Selected extract:
As we can see,very active minutes and calories burned are highly correlated with each other with some outliers at bottom left and top left of the plot.

The relationship between Sedentary Minutes and Calories Burned.

ggplot(data=daily_activity,aes(x=SedentaryMinutes,y=Calories,color=Calories)) + geom_point() + 
geom_smooth(method="loess",color="red") + 
labs(y="Calories", x="Sedentary Minutes", title="Sedentary Minutes vs. Calories Burned")
## `geom_smooth()` using formula 'y ~ x'

Observations :

I was expecting the relation between sedentary minutes and calories burned to be totally inverse in nature.

  • The data is showing positive correlation up to 1000 sedentary minutes.
  • After 1000 sedentary minutes the relation is inverse as I expected.

The relationship between Sleep and Time in bed.

ggplot(data=sleep_day, aes(x=TotalMinutesAsleep, y=TotalTimeInBed)) + geom_point() + stat_smooth(method = lm) +
  labs(x="Total Minutes a sleep", y="Total Time in Bed", title = "Sleep Time vs Time in Bed")

Pointing records
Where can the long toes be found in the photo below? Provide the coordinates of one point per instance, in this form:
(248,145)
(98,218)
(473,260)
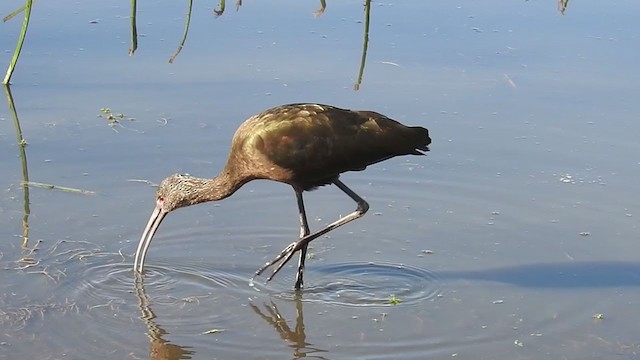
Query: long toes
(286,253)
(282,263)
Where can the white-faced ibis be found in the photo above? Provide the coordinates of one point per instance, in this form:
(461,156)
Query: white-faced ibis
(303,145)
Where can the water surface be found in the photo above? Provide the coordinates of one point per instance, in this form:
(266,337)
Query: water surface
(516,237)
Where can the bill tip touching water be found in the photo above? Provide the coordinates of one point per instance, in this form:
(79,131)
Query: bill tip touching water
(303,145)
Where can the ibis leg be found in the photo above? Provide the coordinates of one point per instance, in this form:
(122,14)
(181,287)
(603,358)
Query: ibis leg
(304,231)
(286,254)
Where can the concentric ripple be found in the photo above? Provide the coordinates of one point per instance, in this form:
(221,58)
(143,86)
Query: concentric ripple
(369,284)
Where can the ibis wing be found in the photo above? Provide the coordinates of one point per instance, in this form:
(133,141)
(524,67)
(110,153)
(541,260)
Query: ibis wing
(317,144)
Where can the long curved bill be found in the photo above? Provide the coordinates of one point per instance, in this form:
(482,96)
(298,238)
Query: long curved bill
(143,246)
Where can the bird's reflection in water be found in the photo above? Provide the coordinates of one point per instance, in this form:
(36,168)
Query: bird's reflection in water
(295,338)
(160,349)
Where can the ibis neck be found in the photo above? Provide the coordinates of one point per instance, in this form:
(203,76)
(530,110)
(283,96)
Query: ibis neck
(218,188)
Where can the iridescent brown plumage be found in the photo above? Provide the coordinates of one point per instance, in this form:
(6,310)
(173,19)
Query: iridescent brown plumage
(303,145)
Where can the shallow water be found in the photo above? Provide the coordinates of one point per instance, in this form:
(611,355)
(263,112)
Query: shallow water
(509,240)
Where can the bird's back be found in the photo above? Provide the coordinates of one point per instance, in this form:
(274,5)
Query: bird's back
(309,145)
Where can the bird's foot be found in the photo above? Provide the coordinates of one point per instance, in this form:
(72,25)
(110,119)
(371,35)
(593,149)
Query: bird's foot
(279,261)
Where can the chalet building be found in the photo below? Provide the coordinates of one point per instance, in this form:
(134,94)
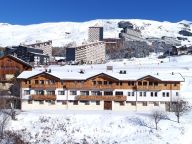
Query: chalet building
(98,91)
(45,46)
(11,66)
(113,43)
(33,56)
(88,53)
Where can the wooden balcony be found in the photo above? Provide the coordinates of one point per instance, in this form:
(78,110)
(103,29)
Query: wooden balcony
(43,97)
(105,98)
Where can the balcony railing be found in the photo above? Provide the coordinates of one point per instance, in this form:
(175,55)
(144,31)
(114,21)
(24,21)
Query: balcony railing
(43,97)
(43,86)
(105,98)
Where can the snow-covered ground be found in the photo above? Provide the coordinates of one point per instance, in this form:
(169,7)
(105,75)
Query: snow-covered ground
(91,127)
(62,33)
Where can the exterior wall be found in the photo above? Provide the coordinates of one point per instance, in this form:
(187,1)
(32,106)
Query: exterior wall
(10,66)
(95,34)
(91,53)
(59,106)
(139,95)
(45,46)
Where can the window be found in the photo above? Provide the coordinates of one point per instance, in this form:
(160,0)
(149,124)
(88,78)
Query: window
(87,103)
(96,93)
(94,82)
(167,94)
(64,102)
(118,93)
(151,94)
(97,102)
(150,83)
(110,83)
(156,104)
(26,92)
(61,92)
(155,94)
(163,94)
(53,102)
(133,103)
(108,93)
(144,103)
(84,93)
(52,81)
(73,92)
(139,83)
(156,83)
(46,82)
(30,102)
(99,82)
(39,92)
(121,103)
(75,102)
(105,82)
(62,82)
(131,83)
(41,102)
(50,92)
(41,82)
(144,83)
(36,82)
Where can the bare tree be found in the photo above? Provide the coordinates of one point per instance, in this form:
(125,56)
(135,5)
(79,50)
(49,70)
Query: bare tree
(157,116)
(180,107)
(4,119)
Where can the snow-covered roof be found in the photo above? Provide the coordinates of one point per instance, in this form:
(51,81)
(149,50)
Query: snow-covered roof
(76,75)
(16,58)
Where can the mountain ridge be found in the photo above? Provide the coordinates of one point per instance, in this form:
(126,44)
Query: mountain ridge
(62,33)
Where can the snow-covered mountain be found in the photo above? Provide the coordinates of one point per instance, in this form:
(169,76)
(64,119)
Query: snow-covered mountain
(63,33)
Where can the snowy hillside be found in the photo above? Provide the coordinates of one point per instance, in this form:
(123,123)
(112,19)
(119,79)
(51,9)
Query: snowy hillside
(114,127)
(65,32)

Required tasks:
A – For each statement about the activity data analysis, answer yes or no, and support each answer with the deciding words from the analysis, quoted exactly: (i) The data shows a positive correlation up to 1000 sedentary minutes. (ii) The sleep plot uses the loess smoothing method. (iii) The expected relation between sedentary minutes and calories burned was totally inverse.
B – Duplicate the part of the activity data analysis starting with "As we can see,very" and going on through "inverse in nature.".
C – Translate this sentence from the activity data analysis into Spanish: "After 1000 sedentary minutes the relation is inverse as I expected."
The rows are separate material, apart from the activity data analysis.

Expected outputs:
A –
(i) Yes: "The data is showing positive correlation up to 1000 sedentary minutes."
(ii) No: "stat_smooth(method = lm)"
(iii) Yes: "I was expecting the relation between sedentary minutes and calories burned to be totally inverse in nature."

B –
As we can see,very active minutes and calories burned are highly correlated with each other with some outliers at bottom left and top left of the plot.

The relationship between Sedentary Minutes and Calories Burned.

ggplot(data=daily_activity,aes(x=SedentaryMinutes,y=Calories,color=Calories)) + geom_point() + 
geom_smooth(method="loess",color="red") + 
labs(y="Calories", x="Sedentary Minutes", title="Sedentary Minutes vs. Calories Burned")
## `geom_smooth()` using formula 'y ~ x'

Observations :

I was expecting the relation between sedentary minutes and calories burned to be totally inverse in nature.

C – Después de 1000 minutos sedentarios, la relación es inversa, como esperaba.